### SET PROBLEM
From the line containing "Target | clasped hand" down to the last line of the records below, copy every line exactly. Leave out everything before it.

### LISTING
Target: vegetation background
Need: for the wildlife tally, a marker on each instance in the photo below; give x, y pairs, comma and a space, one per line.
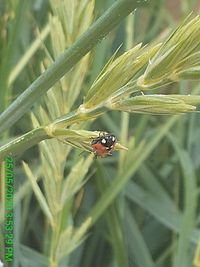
67, 209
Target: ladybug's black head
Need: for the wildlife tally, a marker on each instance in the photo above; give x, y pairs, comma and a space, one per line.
108, 140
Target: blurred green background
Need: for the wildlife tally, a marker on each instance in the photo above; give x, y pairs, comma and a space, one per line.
154, 220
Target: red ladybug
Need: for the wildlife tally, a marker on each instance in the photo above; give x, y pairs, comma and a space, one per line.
104, 144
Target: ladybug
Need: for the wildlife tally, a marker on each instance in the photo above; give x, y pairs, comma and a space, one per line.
104, 144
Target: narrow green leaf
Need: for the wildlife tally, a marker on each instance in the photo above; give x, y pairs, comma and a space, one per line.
40, 197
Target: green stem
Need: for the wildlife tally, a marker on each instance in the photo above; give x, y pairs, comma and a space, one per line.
67, 60
22, 143
117, 185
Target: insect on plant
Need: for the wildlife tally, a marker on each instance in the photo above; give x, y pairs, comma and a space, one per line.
104, 144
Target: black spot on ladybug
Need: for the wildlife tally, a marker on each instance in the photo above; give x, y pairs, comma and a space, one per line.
103, 144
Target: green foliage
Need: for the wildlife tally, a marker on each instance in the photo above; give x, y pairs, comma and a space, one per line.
139, 207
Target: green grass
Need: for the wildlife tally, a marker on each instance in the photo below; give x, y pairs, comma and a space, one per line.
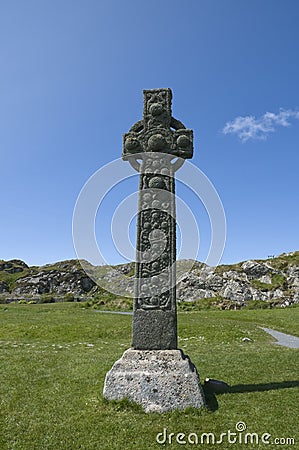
54, 359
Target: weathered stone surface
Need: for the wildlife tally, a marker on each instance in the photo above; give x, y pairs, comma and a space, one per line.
150, 146
158, 380
58, 282
254, 269
3, 287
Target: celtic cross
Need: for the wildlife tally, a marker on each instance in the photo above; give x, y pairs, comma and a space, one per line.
156, 147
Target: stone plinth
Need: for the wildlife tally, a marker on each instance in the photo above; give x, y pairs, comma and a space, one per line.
158, 380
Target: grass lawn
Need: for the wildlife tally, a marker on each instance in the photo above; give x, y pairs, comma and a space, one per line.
54, 359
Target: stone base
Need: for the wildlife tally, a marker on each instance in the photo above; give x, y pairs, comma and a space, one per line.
158, 380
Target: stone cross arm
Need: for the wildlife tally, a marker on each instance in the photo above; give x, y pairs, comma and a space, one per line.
158, 131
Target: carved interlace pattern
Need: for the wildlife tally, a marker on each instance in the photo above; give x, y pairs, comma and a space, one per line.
156, 140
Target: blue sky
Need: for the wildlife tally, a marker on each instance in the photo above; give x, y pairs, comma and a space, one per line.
71, 81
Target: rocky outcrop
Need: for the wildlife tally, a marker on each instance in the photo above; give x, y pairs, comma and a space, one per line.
272, 280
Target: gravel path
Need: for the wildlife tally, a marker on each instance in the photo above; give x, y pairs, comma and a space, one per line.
286, 340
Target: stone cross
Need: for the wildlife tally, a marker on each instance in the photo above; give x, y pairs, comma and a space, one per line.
154, 372
156, 147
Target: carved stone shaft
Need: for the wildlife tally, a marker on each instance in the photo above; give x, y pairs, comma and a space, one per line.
157, 140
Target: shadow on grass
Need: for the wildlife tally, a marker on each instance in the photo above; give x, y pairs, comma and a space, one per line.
240, 388
211, 400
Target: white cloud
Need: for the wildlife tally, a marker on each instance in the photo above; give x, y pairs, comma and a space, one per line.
250, 127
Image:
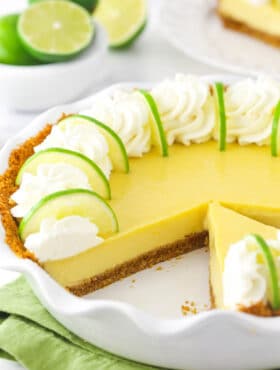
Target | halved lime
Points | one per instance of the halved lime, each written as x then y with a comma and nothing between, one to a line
11,49
158,134
117,151
123,20
272,270
73,202
96,177
275,131
89,5
220,103
55,30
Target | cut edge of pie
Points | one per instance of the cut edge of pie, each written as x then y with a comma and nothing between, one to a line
230,22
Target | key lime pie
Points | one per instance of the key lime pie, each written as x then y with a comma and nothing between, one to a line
257,18
143,176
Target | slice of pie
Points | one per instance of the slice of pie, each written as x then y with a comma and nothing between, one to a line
259,19
93,201
239,276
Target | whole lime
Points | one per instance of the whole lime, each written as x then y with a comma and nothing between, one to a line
11,49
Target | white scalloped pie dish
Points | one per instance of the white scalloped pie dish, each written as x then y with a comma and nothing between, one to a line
210,340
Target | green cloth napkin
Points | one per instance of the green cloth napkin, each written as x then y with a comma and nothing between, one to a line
31,336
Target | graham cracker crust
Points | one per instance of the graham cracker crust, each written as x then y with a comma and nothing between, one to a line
244,28
144,261
258,309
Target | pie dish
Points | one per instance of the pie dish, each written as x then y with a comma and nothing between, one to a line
79,314
259,19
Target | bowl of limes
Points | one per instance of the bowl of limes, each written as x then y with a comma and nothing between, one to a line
50,54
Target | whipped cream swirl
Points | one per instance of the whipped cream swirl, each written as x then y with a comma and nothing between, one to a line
83,138
245,277
58,239
186,108
249,108
49,179
128,115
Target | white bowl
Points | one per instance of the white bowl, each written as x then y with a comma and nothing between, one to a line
34,88
210,340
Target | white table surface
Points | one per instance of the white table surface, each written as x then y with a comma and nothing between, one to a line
152,58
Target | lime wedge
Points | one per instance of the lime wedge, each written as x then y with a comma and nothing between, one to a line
220,103
73,202
272,270
89,5
55,30
96,177
117,151
158,134
123,20
275,131
11,49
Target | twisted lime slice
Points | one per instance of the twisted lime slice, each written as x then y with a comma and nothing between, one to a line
220,103
96,177
275,131
73,202
272,270
158,134
117,151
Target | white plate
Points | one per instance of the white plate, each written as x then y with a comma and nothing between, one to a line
142,319
194,27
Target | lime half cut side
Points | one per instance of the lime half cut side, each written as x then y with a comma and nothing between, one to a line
55,30
11,49
123,20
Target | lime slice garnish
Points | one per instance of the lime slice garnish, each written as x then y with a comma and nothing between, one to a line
275,132
158,134
123,20
73,202
272,270
96,177
117,151
55,30
220,103
11,49
89,5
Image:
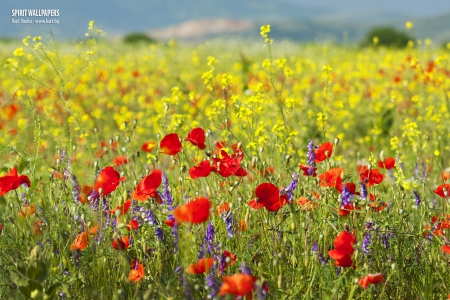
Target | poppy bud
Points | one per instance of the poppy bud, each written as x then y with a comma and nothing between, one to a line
382,157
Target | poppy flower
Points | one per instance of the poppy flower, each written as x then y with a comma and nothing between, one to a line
108,180
331,178
120,160
371,177
147,187
133,224
137,272
196,211
446,249
121,243
230,165
27,210
306,204
201,267
197,137
203,170
441,190
323,152
170,222
389,163
170,144
238,285
269,196
148,146
305,169
371,279
342,254
82,240
12,181
122,208
222,208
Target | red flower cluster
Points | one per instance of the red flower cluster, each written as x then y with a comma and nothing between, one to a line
343,251
147,187
269,197
12,181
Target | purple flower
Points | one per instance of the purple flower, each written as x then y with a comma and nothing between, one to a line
347,197
311,158
417,198
366,243
292,186
363,189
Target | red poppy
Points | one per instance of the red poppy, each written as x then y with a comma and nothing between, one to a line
371,177
133,224
147,187
324,151
222,208
122,243
136,273
120,160
170,144
148,146
27,210
305,169
389,163
201,267
238,285
203,170
446,249
108,180
12,181
230,165
441,190
122,208
343,251
331,178
170,222
197,137
306,204
371,279
269,196
196,211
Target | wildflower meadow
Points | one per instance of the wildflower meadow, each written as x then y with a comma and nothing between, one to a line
225,170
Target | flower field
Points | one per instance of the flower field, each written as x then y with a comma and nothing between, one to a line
260,170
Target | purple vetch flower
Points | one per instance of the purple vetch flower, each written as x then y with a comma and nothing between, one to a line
347,197
75,189
229,221
211,282
244,269
363,188
366,243
168,199
311,157
391,177
175,237
417,198
292,186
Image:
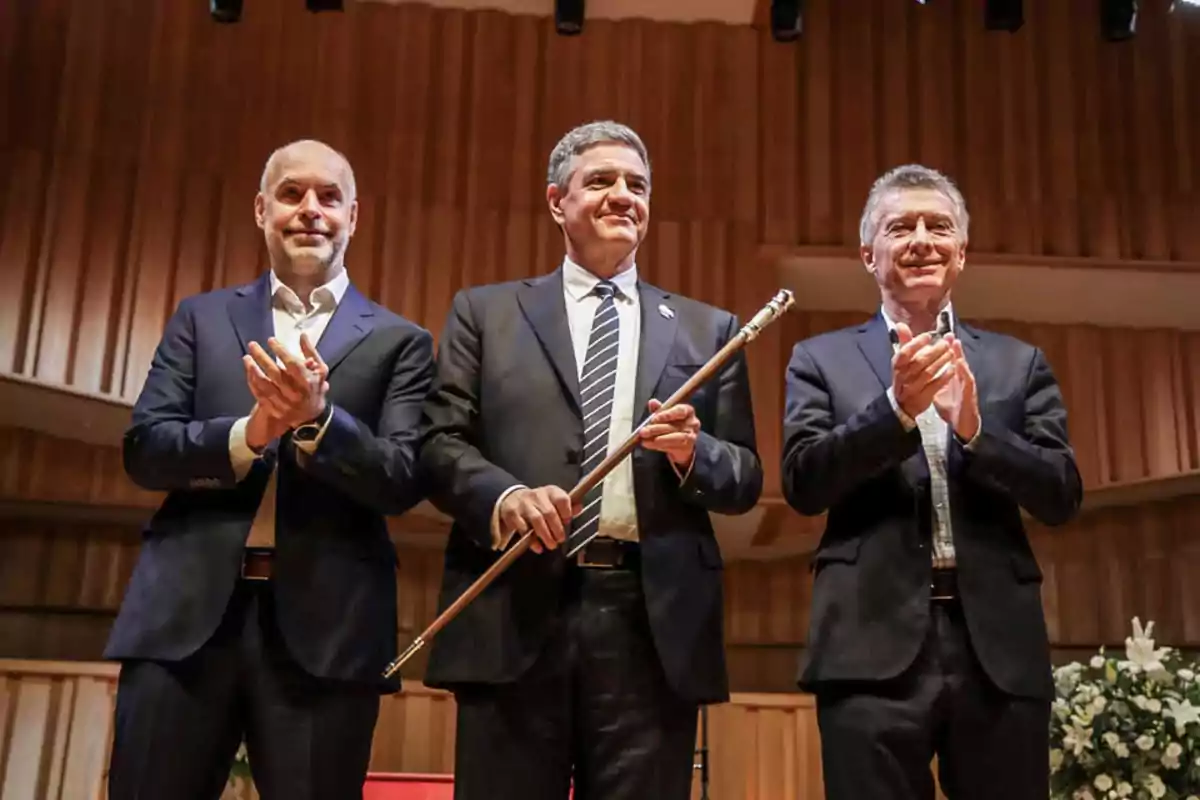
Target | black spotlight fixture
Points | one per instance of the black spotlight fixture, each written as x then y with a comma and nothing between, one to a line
786,19
1003,14
226,11
569,17
1119,19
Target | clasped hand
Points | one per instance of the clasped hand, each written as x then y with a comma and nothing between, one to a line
936,372
288,390
547,510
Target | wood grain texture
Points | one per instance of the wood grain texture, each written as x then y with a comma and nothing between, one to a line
61,583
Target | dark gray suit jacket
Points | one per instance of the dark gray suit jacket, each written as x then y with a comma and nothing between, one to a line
335,581
846,452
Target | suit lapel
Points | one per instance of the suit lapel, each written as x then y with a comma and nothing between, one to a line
658,338
970,338
876,347
351,323
251,312
541,301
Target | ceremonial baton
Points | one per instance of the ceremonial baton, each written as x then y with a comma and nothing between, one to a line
775,308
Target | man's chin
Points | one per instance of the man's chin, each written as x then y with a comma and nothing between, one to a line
309,258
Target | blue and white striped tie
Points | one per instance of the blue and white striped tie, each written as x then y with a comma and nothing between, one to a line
597,386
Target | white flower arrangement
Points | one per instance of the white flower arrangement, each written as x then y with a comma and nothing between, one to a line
1127,728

### TASK OUTPUT
Target | clasped hand
Points | one per instance of the clasped hand, each written as x then y with a comma and nothing between, one to a line
936,372
288,390
547,510
Target | wood grain texture
Points | one per instance of the wood grain texture, each written as x then y with a comma and nothing between, one to a line
61,583
Target | dark gray suit jacket
Points | one per instance of the dark gray suit jacket, each written as x then y with a comma and nothing between, one to a line
335,581
846,452
Target | suit lapel
Points | one per instance of the suit lapel, each written as x then y with a comma and nothing between, one to a line
658,338
970,338
876,347
351,323
251,312
541,301
Target | ceremonial baton
Points | one per instance of the ceremonial baton, each written as x then y with a comma and nothing between, one to a line
775,308
Target | man's chin
Points | one per instance of the man's chin, each written as x then y with a comma and nothing between, one to a line
309,258
Target | blue and white striped tie
Points | one per instance of the blue and white striped tie, each written as x then y with a comma and nothing between, one to a line
597,386
Target | white flower arrangement
Points | one per instance of the white flower arrangement, each written as x then y with a comma and nothing between, one to a line
1127,728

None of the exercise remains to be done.